» 対象本文
——

トランザクションデータをRFMデータに変換します。

# determine recency, frequency, T, monetary value for each customer
df_rft = summary_data_from_transaction_data(
    transactions = df1, 
    customer_id_col = "CustomerID", 
    datetime_col = "InvoiceDate", 
    monetary_value_col = "Revenues", 
    observation_period_end = max_date, 
    freq = "D")
pd.options.display.float_format = '{:,.0f}'.format
df_rft

RFとTの分布を確認します。

# axis length
max_freq = df_rft["frequency"].quantile(0.98)
max_rec = df_rft["recency"].max()
max_T = df_rft["T"].max()
# frequency
fig = plt.figure(figsize=(8, 4)) 
ax = sns.distplot(df_rft["frequency"])
ax.set_xlim(0, max_freq)
ax.set_title("frequency (days): distribution of the customers");
# recency
fig = plt.figure(figsize=(8, 4)) 
ax = sns.distplot(df_rft["recency"])
ax.set_xlim(0, max_rec)
ax.set_title("recency (days): distribution of the customers")
# T
fig = plt.figure(figsize=(8, 4)) 
ax = sns.distplot(df_rft["T"])
ax.set_xlim(0, max_T)
ax.set_title("customer age T (days): distribution of the customers")

購買回数と継続率のモデリングを行います。

# BG/NBD model
bgf = BetaGeoFitter(penalizer_coef=1e-06)
bgf.fit(
        frequency = df_rft["frequency"], 
        recency = df_rft["recency"], 
        T = df_rft["T"],   
        weights = None,  
        verbose = True,   
        tol = 1e-06)
pd.options.display.float_format = '{:,.3f}'.format
bgf.summary

購買数の予測値と実績値を比較します。

# 検証
# frequency of repeat transactions: predicted vs actual
fig = plt.figure(figsize=(12, 12))
plot_period_transactions(
            model = bgf,  
            max_frequency = 10);

現時点からt期間後の予測購買数の分布を確認します。

#axis length
max_freq = int(df_rft["frequency"].max())  #quantile(0.95))          
max_T = int(df_rft["T"].max())                         
max_rec = int(df_rft["recency"].max())  
t = 10 
fig = plt.figure(figsize=(7, 7)) 
plot_frequency_recency_matrix(
        model = bgf,   
        T = t,  
        max_frequency = max_freq,  
        max_recency = max_rec)

継続率の分布を確認します。

# probability that a customer has not churned (= is alive), based on 
# customer's specific recency r and frequency f
fig = plt.figure(figsize=(7, 7)) 
plot_probability_alive_matrix(
            model = bgf,  
            max_frequency = max_freq,  
            max_recency = max_rec);

ある特定のユーザの継続率の推移を確認します。

# select a customer
custID = 15107
df1C = df1[df1["CustomerID"] == custID]
span_days = 365*2
# history of the selected customer: probability over time of being alive
fig = plt.figure(figsize=(20,4))
print("customer",custID,": probability of being alive over time")
plot_history_alive(
                    model = bgf, 
                    t = span_days, 
                    transactions = df1C, 
                    datetime_col = "InvoiceDate");

予測購買単価(日次単価)のモデリングを行います。

——

» 依頼 1
RFM分析の本文のコードで呼び出されている、名前が「plot_」で始まる関数をすべて挙げよ。
» 依頼 2
RFM分析の本文について、次の各問いに答えよ。
(a) BetaGeoFitterの「penalizer_coef」に渡されている値は何か。
(b) 「custID」に代入されている顧客番号は何か。
(c) 「span_days」に代入されている式は何か。
» 依頼 3
RFM分析の本文を、最後の文のあとから書き続けてください。
データはここでは一切使わない。

» 提供データ
——

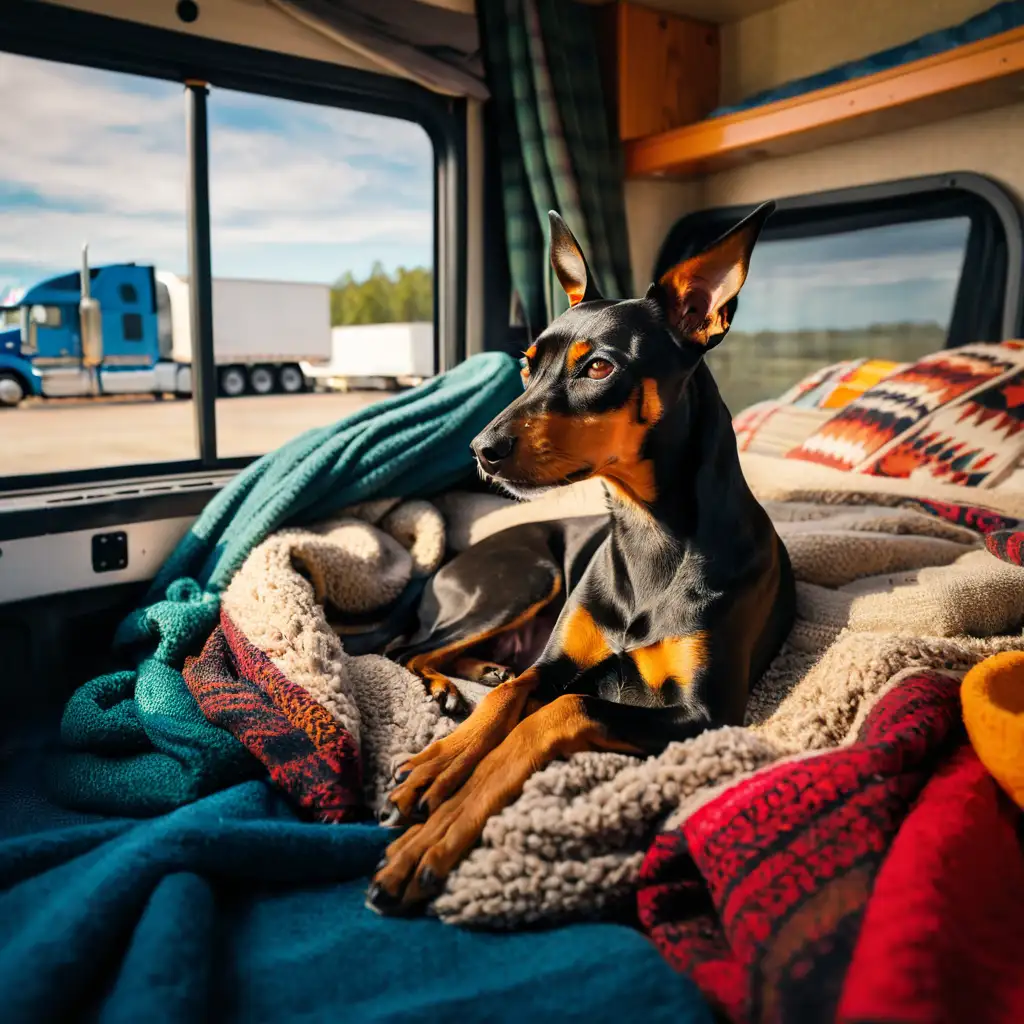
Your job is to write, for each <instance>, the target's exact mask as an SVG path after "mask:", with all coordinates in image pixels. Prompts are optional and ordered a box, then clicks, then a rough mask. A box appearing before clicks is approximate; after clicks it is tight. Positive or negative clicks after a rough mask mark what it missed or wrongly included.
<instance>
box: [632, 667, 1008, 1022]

——

» 回答 1
plot_period_transactions
plot_frequency_recency_matrix
plot_probability_alive_matrix
plot_history_alive

» 回答 2
(a) 1e-06
(b) 15107
(c) 365*2

» 回答 3
購買額には以下の仮定を置きます。

顧客ごとに購買額の平均は異なる
但しその平均額は時間によらない、その平均額を中心に分布する

事前準備を行います。

データの加工

# monetary value > 0 のものを抽出
df_rftv = df_rft[df_rft["monetary_value"] > 0]
pd.options.display.float_format = '{:,.2f}'.format
df_rftv.describe()

Monetaryとfrequencyは独立であることを仮定するため相関係数を確認する

# Gamma-Gamma model は frequencyとmonetary valueの相関係数が0に近いことが必要
corr_matrix = df_rftv[["monetary_value", "frequency"]].corr()
corr = corr_matrix.iloc[1,0]
print("Pearson correlation: %.3f" % corr)

モデリングを行い、パラメータを推定します。

# fitting the Gamma-Gamma model
ggf = GammaGammaFitter(penalizer_coef = 1e-06)
ggf.fit(
        frequency = df_rftv["frequency"],
        monetary_value = df_rftv["monetary_value"],  
        weights = None,   
        verbose = True,  
        tol = 1e-06,  
        q_constraint = True)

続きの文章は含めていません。